### Page excerpt:
[Begin]

It’s largely because of this division of labor—which has since come to be called “The Marvel Method”—that Lee’s status as the Beloved All-Father of Modern Comics discomfits fans and comics historians like me. Lee’s grinning, mustachioed mug should, by all rights, share the Mount Rushmore of Comicdom with the aggrieved, scowling visages of artists Jack Kirby and Steve Ditko. It was Kirby and Ditko who established the trippy visual language that drove the “Marvel Revolution” of the early 1960s and the creative ascendancy that followed.

And as that decade wore on, Lee devoted less and less time to plotting comics, eagerly transforming himself from Marvel’s head spitballer to a role that can only be described as Flack-in-Chief. Ditko (who co-created Spider-Man and Dr. Strange), Kirby (who co-created the Fantastic Four, the Hulk and many of the other classic Marvel characters familiar to non-fans) shouldered more and more of the narrative load, alongside scripters and “co-plotters”—an ambiguous role that is to comics what “associate producer” is to film.
In comics, credit—the proper apportioning of it—matters hugely. That’s partly about remuneration: Many writers and artists who’ve created iconic characters have argued, correctly, that their work makes Marvel and archrival DC Comics millions in licensing alone. But they rarely see that money: Both publishers keep vast legal departments leashed like hounds, and set them loose with nigh-limitless resources to argue that any such creations represent work-for-hire. Despite temporary victories for the little guy, pretty much every battle between a beleaguered creator and a megacorporation like Marvel or Warner Bros (DC’s owner) ends the same way.
These legal wranglings are about rights and recompense, yes. But more deeply they are about reputation, about having your name forever attached to a character who will, thanks to fan devotion (and, in no small measure, to licensing deals and cross-platform synergy) outlive you. For the most part, today’s generation of mainstream comics writers and artists acknowledge this state of affairs with a resigned shrug. A lucky few, like The Walking Dead’s Robert Kirkman, can swear off working for The Big Two at all and still make money. Many others alternate between creator-owned projects at publishers like Image and work for DC or Marvel.

[End]

### Given task 1:
Name every person the excerpt on comics credit mentions.

Point annotation records:
[Begin]

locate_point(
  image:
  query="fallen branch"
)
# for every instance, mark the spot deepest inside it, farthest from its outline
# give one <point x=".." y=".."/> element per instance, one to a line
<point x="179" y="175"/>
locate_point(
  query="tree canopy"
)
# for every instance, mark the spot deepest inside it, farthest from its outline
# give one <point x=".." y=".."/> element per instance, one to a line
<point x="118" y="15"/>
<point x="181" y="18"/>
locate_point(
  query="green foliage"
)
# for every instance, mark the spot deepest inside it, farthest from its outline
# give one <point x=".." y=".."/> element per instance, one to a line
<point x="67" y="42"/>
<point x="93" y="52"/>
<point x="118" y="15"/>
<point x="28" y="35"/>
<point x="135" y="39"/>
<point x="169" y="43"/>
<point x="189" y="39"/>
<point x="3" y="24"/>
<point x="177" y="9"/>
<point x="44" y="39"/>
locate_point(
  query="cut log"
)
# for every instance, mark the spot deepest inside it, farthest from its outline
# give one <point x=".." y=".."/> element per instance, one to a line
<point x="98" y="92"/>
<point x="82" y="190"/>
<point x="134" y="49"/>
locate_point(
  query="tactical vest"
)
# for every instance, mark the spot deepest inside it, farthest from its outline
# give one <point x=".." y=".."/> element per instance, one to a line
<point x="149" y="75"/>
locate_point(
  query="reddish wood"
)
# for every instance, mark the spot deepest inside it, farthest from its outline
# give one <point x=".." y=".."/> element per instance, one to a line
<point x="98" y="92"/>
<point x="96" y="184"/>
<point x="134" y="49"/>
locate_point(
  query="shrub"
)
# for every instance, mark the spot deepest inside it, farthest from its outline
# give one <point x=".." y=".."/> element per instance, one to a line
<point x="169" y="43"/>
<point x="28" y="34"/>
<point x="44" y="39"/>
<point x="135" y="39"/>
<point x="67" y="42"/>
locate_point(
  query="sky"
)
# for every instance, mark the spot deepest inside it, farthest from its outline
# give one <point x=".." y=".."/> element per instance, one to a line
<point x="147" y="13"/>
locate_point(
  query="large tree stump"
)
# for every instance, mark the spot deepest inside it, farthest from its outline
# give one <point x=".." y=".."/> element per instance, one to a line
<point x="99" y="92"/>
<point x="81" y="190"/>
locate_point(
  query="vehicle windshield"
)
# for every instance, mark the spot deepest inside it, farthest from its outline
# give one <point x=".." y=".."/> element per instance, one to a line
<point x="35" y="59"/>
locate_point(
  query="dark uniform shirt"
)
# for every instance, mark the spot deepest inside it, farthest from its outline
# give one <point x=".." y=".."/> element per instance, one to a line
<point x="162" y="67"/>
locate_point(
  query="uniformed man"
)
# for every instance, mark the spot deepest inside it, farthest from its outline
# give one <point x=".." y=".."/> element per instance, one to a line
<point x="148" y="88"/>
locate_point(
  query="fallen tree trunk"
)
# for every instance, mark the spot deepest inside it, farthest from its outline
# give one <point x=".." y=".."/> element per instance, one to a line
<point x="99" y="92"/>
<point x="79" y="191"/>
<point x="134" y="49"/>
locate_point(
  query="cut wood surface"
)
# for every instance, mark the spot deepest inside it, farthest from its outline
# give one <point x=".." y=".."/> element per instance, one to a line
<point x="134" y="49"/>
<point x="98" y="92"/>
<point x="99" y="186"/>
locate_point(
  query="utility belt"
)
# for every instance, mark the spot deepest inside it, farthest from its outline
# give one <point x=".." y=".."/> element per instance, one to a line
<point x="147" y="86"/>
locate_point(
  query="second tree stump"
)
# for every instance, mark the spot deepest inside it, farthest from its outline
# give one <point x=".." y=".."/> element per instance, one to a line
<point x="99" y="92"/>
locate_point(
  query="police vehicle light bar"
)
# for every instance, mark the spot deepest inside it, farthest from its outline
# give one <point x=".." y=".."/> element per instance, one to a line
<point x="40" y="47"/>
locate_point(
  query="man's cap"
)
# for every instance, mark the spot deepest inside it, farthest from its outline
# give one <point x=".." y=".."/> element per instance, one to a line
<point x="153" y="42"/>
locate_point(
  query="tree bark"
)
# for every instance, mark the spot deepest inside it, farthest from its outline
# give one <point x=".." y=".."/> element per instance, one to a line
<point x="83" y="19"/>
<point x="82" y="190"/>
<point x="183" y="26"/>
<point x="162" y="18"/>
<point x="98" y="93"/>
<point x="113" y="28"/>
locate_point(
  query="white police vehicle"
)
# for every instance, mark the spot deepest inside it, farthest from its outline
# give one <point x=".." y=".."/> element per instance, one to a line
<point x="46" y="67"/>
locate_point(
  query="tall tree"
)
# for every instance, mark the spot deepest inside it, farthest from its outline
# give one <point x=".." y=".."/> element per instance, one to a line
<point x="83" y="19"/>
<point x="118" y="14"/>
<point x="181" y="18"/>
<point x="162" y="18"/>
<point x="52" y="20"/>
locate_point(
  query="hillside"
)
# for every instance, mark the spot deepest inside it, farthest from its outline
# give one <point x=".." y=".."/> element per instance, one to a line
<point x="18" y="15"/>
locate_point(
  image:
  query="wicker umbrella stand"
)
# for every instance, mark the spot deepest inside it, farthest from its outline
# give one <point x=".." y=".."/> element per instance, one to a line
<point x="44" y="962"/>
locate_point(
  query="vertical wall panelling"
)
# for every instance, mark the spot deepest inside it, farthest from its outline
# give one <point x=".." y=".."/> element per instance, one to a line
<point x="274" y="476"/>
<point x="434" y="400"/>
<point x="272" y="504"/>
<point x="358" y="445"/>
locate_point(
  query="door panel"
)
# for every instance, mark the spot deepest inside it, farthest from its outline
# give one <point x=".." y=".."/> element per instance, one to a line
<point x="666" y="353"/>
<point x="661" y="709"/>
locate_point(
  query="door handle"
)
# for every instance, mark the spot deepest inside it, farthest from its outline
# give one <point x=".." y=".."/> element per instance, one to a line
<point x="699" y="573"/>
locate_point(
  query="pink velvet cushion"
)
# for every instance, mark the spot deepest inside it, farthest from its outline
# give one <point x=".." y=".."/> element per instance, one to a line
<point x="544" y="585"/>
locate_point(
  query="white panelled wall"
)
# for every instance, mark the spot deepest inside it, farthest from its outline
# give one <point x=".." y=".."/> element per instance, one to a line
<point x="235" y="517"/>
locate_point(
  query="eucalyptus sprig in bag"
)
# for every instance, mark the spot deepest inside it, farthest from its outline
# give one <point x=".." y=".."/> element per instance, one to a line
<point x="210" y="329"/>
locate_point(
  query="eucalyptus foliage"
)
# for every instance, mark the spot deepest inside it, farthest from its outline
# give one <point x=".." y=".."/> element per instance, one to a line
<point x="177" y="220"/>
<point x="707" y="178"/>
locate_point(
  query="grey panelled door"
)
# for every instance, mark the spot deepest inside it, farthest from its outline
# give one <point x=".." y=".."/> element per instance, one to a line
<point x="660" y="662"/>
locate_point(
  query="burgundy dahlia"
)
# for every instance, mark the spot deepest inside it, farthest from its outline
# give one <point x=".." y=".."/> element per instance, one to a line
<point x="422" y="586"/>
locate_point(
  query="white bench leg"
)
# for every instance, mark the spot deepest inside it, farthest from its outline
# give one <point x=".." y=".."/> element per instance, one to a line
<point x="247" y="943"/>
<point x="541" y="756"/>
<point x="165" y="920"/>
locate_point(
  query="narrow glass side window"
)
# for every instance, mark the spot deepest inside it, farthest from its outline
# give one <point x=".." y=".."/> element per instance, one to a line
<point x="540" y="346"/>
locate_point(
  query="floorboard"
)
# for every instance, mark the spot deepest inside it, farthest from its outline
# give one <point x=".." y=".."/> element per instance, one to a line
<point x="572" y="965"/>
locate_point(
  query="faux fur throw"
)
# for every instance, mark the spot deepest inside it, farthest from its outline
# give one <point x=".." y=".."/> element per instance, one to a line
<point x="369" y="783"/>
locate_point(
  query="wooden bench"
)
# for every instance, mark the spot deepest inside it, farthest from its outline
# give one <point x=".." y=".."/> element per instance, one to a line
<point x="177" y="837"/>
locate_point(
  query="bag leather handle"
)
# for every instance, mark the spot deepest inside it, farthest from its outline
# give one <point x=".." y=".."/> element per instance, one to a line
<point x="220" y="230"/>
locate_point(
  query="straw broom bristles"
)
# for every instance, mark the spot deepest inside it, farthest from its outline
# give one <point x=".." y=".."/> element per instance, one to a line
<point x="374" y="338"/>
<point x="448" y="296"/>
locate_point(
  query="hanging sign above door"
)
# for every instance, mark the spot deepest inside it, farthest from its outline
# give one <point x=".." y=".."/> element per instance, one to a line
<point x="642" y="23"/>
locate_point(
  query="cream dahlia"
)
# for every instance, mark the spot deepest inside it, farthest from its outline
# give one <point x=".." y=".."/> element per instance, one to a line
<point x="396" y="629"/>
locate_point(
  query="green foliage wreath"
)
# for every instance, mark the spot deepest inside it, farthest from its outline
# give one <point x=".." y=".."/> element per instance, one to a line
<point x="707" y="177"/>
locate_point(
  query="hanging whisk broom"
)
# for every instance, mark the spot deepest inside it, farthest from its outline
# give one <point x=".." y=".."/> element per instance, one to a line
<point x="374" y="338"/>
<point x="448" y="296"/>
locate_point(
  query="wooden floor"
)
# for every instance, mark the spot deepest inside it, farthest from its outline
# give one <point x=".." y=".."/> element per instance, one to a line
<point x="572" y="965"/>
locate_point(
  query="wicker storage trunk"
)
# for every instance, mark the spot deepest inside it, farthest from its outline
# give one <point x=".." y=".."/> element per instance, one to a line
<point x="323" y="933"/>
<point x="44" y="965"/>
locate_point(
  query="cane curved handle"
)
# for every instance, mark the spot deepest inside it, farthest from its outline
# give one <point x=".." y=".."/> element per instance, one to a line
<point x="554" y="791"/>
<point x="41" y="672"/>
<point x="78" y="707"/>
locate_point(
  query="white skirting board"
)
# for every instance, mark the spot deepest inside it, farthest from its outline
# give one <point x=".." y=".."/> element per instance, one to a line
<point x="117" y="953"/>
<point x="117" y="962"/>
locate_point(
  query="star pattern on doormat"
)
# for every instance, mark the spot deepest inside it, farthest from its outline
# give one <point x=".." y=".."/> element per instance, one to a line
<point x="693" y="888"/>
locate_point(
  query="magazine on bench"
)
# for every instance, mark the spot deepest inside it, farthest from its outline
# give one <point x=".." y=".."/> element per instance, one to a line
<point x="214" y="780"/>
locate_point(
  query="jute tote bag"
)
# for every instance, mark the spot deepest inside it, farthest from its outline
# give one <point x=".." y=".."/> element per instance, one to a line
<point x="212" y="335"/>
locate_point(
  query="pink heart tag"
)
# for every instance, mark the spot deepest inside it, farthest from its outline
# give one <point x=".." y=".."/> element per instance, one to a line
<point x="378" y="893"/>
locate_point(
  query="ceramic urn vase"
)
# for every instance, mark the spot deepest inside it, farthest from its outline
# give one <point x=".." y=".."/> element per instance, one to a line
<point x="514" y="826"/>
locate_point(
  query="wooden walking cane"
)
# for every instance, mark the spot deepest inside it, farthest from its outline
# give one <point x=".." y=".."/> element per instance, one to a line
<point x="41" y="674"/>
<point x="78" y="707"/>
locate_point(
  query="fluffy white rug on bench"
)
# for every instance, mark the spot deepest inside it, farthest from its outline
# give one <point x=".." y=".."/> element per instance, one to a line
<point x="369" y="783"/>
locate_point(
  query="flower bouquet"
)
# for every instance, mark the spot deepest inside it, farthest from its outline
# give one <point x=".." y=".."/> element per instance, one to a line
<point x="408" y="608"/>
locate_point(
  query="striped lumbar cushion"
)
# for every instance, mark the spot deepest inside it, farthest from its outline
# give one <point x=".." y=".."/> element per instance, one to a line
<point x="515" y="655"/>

[End]

### Given task 2:
List each line of the records that contains the string "bench", treating uppercase and lowercase as different.

### Written reply 1:
Lee, Jack Kirby, Steve Ditko, Robert Kirkman

### Written reply 2:
  query="white bench leg"
  query="wooden bench"
  query="magazine on bench"
  query="fluffy white rug on bench"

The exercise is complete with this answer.